__TASK DIRECTIONS__
If a line in the data has the string "screen", please show it.

__RECORDS FOR PROCESSING__
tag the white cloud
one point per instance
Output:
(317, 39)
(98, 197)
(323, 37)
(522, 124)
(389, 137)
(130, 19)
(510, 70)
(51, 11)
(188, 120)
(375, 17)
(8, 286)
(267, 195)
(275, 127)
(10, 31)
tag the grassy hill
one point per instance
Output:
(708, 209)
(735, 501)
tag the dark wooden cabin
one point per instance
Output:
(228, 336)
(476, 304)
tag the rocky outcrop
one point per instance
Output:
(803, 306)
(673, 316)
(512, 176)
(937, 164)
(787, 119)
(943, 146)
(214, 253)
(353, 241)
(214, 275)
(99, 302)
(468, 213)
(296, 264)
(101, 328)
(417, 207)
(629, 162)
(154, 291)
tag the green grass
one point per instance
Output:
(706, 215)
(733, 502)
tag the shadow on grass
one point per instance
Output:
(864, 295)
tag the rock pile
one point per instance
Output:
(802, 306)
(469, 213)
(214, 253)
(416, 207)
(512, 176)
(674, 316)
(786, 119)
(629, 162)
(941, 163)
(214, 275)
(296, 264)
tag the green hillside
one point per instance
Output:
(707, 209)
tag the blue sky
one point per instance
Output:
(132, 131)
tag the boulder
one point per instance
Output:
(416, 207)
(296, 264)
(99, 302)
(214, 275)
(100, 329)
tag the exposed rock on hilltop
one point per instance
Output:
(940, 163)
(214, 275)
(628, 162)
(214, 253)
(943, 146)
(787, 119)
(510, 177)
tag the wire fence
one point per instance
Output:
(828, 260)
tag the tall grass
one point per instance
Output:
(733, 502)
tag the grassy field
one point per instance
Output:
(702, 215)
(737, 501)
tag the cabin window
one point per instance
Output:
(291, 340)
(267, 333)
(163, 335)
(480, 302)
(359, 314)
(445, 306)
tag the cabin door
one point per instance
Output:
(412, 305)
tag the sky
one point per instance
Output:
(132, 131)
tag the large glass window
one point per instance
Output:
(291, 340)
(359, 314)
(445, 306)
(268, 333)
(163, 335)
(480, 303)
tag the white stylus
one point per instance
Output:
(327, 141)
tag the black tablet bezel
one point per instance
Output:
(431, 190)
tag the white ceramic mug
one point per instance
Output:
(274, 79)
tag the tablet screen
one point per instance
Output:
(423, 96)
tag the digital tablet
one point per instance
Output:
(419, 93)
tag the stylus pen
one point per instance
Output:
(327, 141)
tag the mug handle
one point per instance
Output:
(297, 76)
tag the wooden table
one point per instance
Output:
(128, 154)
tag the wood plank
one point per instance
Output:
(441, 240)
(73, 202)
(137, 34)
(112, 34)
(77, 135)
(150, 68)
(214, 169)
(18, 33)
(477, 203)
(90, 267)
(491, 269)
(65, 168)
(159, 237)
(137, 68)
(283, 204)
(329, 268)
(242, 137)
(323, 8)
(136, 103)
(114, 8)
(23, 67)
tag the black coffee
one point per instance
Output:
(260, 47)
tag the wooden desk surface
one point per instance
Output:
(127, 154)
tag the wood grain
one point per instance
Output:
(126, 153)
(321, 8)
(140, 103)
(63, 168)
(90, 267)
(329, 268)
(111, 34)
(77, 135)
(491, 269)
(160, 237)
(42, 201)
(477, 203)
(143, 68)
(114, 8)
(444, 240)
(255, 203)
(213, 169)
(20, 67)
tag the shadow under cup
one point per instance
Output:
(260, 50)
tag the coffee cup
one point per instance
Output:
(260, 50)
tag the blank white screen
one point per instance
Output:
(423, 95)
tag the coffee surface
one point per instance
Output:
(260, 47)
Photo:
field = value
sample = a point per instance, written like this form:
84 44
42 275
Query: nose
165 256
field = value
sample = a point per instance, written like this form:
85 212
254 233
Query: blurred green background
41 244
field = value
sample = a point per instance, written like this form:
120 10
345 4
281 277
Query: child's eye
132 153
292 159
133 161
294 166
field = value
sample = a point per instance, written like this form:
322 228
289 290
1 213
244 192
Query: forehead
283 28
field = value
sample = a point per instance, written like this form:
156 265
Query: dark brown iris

__RESULT__
tag the tablet screen
tag the blank white screen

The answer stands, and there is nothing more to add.